* [WRITTEN PROBLEM 1]
According to the mindset session description, where did Rebekah Mincey begin teaching full time?
* [WRITTEN PROBLEM 2]
Extend the mindset session description beyond its final sentence.

* [ARTICLE]

-- start --

Tuesday, February 27  -  10:15 to 11:15 a.m. Breakouts

 

Mindset: Changing the Way Students Approach Learning

Presenters: Dr. Rebekah Mincey, Dr. Catherine Wasson

 

 

 

 

 

 

 

The ability to persist in the face of difficulty is a trait students need in today's culture. There are different theories of intelligence that lend individuals to approach tasks differently. This session will focus on the role of an individual’s mindset in establishing a conducive learning environment, designing effective instruction, and creating behaviors in students that encourage them to approach learning, and specifically learning difficult tasks, in a different way.

 

Teaching today’s students has become increasingly difficult. Culture is continually evolving; therefore, teachers must evolve in the way we approach teaching new concepts. It is important to understand today’s students in how students learn, think, work, and view the importance of learning. Realizing that a teachers’ perception of learning new abilities might differ than from a students’ perception, it is important to create a learning environment that promotes optimal understanding of learning new concepts.

 

The view of intelligence held by teachers and students influences the selection of teaching strategies, the opportunities afforded to students in the learning process, and the attitude and the effort learners bring to instructional tasks.  According to a number of research studies, the view of intelligence — fixed or growth — held by teachers and students does actually make a difference in achievement.   It might not occur to teachers to determine the intellectual thinking behind learning new skills. By learning the concepts behind the two different types of mindsets and adopting a flexible view of intelligence and engaging students in challenging tasks, teachers can begin to open new pathways of learning.

 

Rebekah Mincey is a former elementary and high school math teacher. She has also served as an administrator in the form of a district test coordinator. She holds a bachelor of science degree in elementary education with minors in math and music, an MED in gifted education, an Ed.S in educational leadership and administration, and a Ph.D. in educational leadership and administration with an emphasis in research. After teaching adjunct at William Carey University and The University of Southern Mississippi for several years, she started teaching full time at Belhaven University for the graduate department. She specializes in measurements and evaluation, research, and curriculum as well as supervises the internship program for alternate route teachers. She presents regularly at conferences where she can share her love of research and learning. Areas of research include how the brain works/learns, mindset, and effective homework strategies.

-- end --

* [SUPPLIED MATERIAL]
-- start --

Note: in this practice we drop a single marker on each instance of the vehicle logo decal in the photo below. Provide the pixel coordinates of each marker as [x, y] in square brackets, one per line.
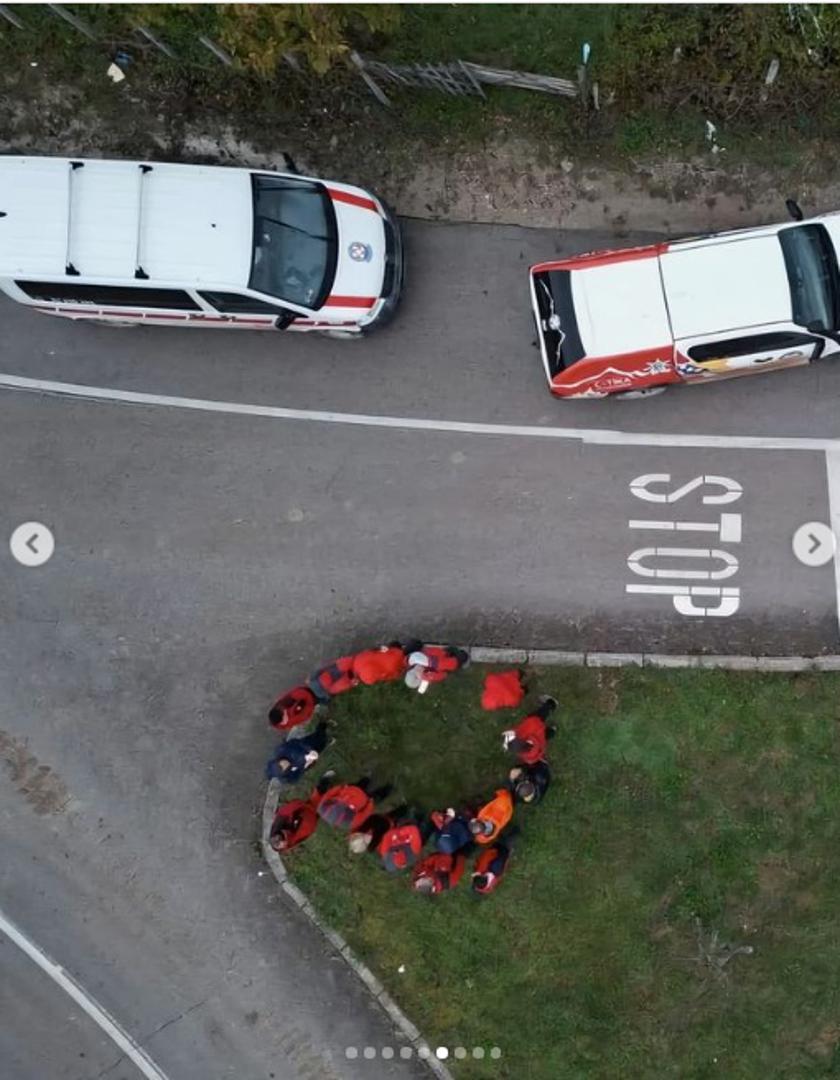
[360, 252]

-- end --

* [TASK RESULT 1]
At Belhaven University, in the graduate department.

* [TASK RESULT 2]
 

Dr. Catherine Wasson serves as professor of Graduate Teacher Education at Belhaven University in Jackson, Mississippi.  She was recruited to Belhaven as the director of Graduate Teacher Education to design and implement the master of education and master of arts in teaching programs. Before coming to Belhaven, Dr. Wasson served as coordinator of Administrator Preparation Programs K-12 and assistant professor in the Department Of Educational Leadership and Educational Psychology at the University of Mississippi.  In her tenure at the Mississippi Department of Education, Dr. Wasson held the positions of interim associate superintendent for Academic Education, director of the Office of Leadership Development and Enhancement, and program manager and LEAD project director in the School Executive Management Institute. Dr. Wasson served the public schools of Mississippi in a variety of administrative positions with district-wide responsibilities for counseling, curriculum and assessment and as both an elementary and secondary teacher.  She earned her doctorate degree in educational leadership from the University of Mississippi, her master’s degree in guidance and counseling from Delta State University and her bachelor’s degree in education from Mississippi State University. She is a member of the board of the Millsaps Principals’ and Teachers’ Institute and secretary for the governing board of the International Community of Christians in Teacher Education.